> **INFORMATION PROVIDED**

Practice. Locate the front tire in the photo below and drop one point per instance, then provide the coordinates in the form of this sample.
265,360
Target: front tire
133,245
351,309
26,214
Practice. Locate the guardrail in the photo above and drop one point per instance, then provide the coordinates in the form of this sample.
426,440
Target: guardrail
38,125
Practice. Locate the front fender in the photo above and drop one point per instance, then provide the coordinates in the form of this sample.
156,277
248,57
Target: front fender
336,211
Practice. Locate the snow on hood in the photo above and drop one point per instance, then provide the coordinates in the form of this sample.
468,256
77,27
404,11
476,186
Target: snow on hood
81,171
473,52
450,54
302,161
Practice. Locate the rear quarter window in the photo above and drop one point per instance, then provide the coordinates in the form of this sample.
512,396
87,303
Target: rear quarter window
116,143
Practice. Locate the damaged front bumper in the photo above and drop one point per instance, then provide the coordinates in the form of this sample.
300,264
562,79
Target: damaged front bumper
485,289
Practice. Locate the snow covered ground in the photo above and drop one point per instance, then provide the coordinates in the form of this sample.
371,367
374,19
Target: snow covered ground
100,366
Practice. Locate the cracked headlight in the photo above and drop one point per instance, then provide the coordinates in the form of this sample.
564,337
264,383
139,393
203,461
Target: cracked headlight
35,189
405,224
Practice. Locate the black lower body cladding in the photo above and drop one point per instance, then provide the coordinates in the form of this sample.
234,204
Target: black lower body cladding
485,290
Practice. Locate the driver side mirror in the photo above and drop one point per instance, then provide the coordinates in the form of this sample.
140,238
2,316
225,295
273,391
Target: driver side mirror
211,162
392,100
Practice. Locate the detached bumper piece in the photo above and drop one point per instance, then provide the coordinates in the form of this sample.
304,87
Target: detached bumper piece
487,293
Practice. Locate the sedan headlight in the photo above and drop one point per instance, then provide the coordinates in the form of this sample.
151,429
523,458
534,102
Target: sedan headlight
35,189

* * *

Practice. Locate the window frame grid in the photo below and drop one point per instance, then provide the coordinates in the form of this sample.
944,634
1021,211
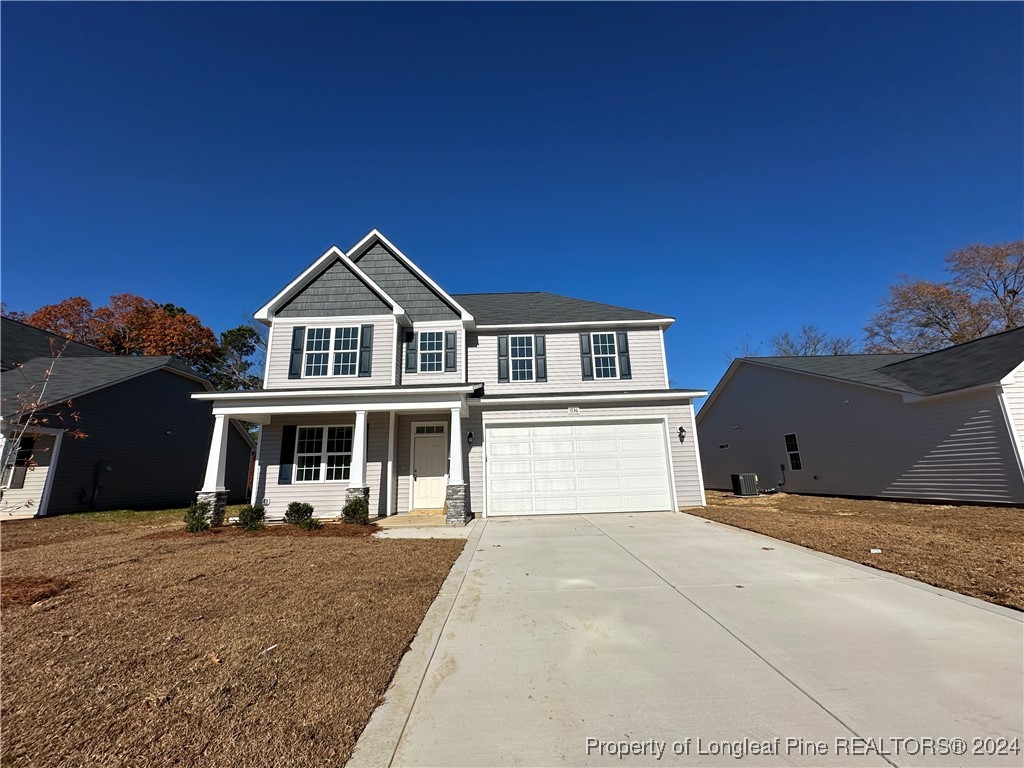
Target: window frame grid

> **WHAT YOU SHOULD DO**
Pick out every line of the records above that contains the word "hood", and copy each one. Case matters.

> **THE RESULT**
Practice. Locate the snow on hood in the photo above and drop one point per instance, then provide the coordinates in the form of this sample.
Target: snow on hood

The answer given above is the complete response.